Task list.
a - Write out the stretch of the passage on quartal and quintal harmony from "Types of harmonic" through "and minor thirds.", keeping the exact wording.
b - According to the passage on quartal and quintal harmony, how were simultaneous notes a fourth apart heard in the Middle Ages?

Selected excerpt.
◆ ◆ ◆
= Quartal and quintal harmony =

Types of harmonic structures in music

In music, quartal harmony is the building of harmonic structures from the intervals of the perfect fourth, the augmented fourth, and the diminished fourth. For instance, a three-note quartal chord on C can be built by stacking perfect fourths, C–F–B♭.

Quintal harmony is harmonic structure preferring the perfect fifth, the augmented fifth and the diminished fifth. For instance, a three-note quintal chord on C can be built by stacking perfect fifths, C–G–D.

== Properties ==

The terms quartal and quintal imply a contrast, either compositional or perceptual, with traditional harmonic constructions based on thirds: listeners familiar with music of the common practice period are guided by tonalities constructed with familiar elements: the chords that make up major and minor scales, all in turn built from major and minor thirds.

Regarding chords built from perfect fourths alone, composer Vincent Persichetti writes that:

Chords by perfect fourth are ambiguous in that, like all chords built by equidistant intervals (diminished seventh chords or augmented triads), any member can function as the root. The indifference of this rootless harmony to tonality places the burden of key verification upon the voice with the most active melodic line.

Quintal harmony (the harmonic layering of fifths specifically) is a lesser-used term, and since the fifth is the inversion or complement of the fourth, it is usually considered indistinct from quartal harmony. Because of this relationship, any quartal chord can be rewritten as a quintal chord by changing the order of its pitches.

Like tertian chords, a given quartal or quintal chord can be written with different voicings, some of which obscure its quartal structure. For instance, the quartal chord, C–F–B♭, can be written as

==History==
In the Middle Ages, simultaneous notes a fourth apart were heard as a consonance. During the common practice period (between about 1600 and 1900), this interval came to be heard either as a dissonance (when appearing as a suspension requiring resolution in the voice leading) or as a consonance (when the root of the chord appears in parts higher than the fifth of the chord). In the later 19th century, during the breakdown of tonality in classical music, all intervallic relationships were once again reassessed. Quartal harmony was developed in the early 20th century as a result of this breakdown and reevaluation of tonality.
◆ ◆ ◆
Exercise data.
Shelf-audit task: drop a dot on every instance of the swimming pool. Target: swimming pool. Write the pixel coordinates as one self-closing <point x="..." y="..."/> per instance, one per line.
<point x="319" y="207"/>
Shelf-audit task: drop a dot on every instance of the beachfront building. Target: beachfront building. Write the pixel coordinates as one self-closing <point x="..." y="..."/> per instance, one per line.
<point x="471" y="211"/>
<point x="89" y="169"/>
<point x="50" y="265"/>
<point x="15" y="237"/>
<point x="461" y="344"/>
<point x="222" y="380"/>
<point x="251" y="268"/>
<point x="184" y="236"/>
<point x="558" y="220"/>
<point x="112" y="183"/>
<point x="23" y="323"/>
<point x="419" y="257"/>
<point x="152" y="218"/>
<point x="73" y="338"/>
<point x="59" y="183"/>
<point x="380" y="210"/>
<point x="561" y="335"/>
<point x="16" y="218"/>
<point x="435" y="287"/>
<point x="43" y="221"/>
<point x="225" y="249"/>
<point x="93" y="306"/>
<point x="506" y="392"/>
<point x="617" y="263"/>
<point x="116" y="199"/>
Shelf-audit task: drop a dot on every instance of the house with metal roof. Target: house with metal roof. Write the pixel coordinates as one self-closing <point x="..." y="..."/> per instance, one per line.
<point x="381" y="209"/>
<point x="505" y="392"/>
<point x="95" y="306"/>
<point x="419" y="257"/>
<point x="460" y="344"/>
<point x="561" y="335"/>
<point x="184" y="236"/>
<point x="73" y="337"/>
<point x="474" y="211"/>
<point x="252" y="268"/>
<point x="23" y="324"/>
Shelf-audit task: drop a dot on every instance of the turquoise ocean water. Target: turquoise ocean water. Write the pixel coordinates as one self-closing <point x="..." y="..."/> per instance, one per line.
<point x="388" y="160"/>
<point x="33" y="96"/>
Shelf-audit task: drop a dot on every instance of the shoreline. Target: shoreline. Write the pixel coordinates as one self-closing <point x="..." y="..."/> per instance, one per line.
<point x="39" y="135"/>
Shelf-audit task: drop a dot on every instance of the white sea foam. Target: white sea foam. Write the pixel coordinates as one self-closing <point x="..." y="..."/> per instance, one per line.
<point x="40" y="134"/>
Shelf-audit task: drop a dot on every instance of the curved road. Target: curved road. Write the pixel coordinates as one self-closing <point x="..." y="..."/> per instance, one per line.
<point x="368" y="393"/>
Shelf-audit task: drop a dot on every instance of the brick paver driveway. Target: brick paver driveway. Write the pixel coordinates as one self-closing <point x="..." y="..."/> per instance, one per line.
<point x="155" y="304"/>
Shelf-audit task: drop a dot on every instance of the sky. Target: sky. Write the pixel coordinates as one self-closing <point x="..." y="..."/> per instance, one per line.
◆ ◆ ◆
Expected outputs.
a -
Types of harmonic structures in music

In music, quartal harmony is the building of harmonic structures from the intervals of the perfect fourth, the augmented fourth, and the diminished fourth. For instance, a three-note quartal chord on C can be built by stacking perfect fourths, C–F–B♭.

Quintal harmony is harmonic structure preferring the perfect fifth, the augmented fifth and the diminished fifth. For instance, a three-note quintal chord on C can be built by stacking perfect fifths, C–G–D.

== Properties ==

The terms quartal and quintal imply a contrast, either compositional or perceptual, with traditional harmonic constructions based on thirds: listeners familiar with music of the common practice period are guided by tonalities constructed with familiar elements: the chords that make up major and minor scales, all in turn built from major and minor thirds.

b - They were heard as a consonance.